> Excerpted text
- - -

The Microbial World Magnified Through the Bright Lens of Comparative Genomics

More Info
expand_more

Abstract

We are witnessing an era of rapid technological advancements, which led to an explosion in the amount of genomic data collected. The field of comparative genomics, in parallel, is expanding at an unrepentant rate. Comparative genomics explores the similarities and differences in the genomes of various organisms, species or strains, and it is one of our most useful tools today for unraveling the complexities of microbial biology. However, despite growing interest in microbial genomics, there remains a significant gap in our understanding of microbial diversity and function. The microbial dark matter remains elusive, and we have a lot more to uncover.
This dissertation aims to leverage comparative genomics, and develop novel algorithms tailored for microbial genomes to enhance our understanding of microbial biology and address existing knowledge gaps. More specifically, it focuses on the representation of microbial diversity and the functional annotation of poorly characterized taxa. By harnessing large-scale genomic datasets, novel approaches and algorithms are designed to uncover hidden traits in microorganisms.

- - -

> Exercise tasks
(a) Decide whether each statement agrees with the comparative genomics abstract: (i) comparative genomics looks at how the genomes of organisms, species or strains resemble and differ from one another; (ii) the dissertation centers on the functional annotation of well-characterized taxa; (iii) comparative genomics is growing at a slow pace. Answer yes or no for each, and quote the words of the abstract that decide it.
(b) According to the comparative genomics abstract, comparative genomics explores the genomes of which groups? List all of them.
(c) Copy the comparative genomics abstract again, everything from "The Microbial World" down to "more to uncover.", and put "surge" in place of "explosion".

- - -

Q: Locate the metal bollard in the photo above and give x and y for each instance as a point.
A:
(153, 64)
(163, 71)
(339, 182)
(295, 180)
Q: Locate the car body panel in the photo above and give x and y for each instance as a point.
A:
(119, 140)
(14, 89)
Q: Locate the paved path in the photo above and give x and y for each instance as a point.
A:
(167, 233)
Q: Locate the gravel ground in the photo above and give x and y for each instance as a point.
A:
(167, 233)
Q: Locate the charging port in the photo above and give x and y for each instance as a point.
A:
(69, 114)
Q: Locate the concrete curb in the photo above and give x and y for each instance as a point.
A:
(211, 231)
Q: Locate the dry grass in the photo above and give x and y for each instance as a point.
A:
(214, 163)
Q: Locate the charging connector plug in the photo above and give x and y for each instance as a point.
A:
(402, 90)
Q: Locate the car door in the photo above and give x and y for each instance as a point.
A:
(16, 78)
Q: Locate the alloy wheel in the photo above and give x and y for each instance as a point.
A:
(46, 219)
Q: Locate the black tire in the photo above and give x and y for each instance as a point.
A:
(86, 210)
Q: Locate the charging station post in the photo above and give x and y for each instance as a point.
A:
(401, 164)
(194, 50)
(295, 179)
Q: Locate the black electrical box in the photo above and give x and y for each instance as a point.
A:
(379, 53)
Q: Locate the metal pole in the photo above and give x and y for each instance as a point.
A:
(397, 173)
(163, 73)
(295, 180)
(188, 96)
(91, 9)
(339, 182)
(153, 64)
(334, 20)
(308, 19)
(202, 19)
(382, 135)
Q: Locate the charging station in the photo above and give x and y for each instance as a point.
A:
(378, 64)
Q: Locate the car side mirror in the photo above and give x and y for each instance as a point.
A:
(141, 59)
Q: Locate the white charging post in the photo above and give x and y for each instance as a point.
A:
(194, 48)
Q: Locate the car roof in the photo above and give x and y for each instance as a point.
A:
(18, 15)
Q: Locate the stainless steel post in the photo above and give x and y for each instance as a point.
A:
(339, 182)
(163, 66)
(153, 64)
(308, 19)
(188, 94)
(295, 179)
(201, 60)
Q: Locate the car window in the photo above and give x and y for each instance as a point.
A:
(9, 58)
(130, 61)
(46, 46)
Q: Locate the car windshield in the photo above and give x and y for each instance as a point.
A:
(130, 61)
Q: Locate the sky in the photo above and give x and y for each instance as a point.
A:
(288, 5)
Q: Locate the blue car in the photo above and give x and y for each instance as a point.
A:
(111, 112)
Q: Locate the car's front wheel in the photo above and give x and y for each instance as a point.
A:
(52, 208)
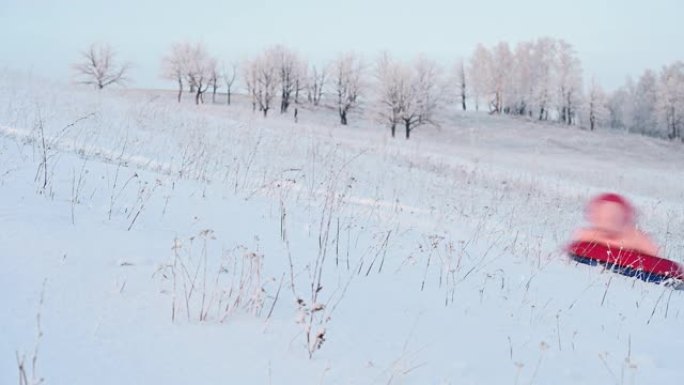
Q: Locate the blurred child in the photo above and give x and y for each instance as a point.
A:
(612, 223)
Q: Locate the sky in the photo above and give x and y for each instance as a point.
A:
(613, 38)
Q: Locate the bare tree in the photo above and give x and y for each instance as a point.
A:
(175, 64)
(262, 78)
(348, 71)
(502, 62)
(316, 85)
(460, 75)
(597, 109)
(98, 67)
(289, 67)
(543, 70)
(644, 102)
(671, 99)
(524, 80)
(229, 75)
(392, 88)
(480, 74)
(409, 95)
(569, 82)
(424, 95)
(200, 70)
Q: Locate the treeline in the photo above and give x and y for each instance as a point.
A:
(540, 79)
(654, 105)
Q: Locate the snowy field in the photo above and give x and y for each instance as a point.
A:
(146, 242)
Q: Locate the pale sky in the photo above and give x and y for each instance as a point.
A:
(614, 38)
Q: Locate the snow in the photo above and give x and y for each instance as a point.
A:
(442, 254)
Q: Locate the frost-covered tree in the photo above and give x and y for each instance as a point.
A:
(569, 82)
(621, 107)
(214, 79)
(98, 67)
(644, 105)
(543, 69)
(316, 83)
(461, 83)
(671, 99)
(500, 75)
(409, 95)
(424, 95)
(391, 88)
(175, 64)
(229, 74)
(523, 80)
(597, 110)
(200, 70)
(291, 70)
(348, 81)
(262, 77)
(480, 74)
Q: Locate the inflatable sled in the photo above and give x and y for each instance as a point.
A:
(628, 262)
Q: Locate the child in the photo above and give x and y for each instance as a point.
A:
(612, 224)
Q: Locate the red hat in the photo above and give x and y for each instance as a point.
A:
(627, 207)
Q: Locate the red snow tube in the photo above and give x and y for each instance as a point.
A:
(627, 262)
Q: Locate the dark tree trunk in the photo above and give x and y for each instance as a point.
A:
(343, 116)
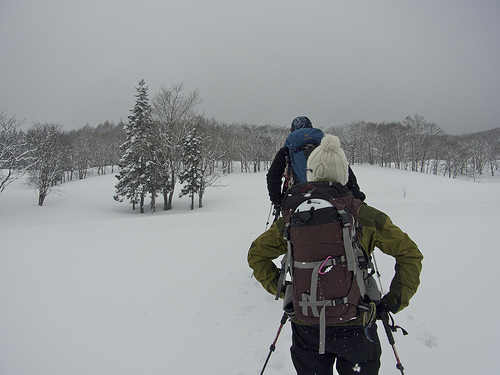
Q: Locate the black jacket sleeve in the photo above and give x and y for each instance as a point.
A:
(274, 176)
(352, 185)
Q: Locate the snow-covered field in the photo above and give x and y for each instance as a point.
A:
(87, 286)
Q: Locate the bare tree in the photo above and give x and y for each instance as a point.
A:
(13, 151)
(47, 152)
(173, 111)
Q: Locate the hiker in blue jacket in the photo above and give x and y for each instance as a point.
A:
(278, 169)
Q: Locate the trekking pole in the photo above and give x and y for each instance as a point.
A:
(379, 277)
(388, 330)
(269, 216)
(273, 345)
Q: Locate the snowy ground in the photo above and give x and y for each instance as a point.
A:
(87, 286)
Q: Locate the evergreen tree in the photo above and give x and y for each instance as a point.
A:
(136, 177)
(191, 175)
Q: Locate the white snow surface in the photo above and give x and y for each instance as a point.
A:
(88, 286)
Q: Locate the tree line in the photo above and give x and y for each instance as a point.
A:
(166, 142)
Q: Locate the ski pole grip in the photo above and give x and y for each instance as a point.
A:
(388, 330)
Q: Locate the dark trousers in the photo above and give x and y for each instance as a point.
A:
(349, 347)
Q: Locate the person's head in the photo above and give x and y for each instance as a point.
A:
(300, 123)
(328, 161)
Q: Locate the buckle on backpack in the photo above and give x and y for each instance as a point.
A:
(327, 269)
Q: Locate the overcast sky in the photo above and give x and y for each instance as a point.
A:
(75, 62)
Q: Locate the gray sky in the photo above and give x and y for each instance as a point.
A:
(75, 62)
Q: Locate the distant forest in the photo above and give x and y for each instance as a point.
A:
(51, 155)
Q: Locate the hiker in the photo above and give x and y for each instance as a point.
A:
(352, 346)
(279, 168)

- - -

> Task solutions
(a)
(i) Yes: "Comparative genomics explores the similarities and differences in the genomes of various organisms, species or strains"
(ii) No: "it focuses on the representation of microbial diversity and the functional annotation of poorly characterized taxa"
(iii) No: "The field of comparative genomics, in parallel, is expanding at an unrepentant rate."

(b) organisms, species, strains

(c)
The Microbial World Magnified Through the Bright Lens of Comparative Genomics

More Info
expand_more

Abstract

We are witnessing an era of rapid technological advancements, which led to an surge in the amount of genomic data collected. The field of comparative genomics, in parallel, is expanding at an unrepentant rate. Comparative genomics explores the similarities and differences in the genomes of various organisms, species or strains, and it is one of our most useful tools today for unraveling the complexities of microbial biology. However, despite growing interest in microbial genomics, there remains a significant gap in our understanding of microbial diversity and function. The microbial dark matter remains elusive, and we have a lot more to uncover.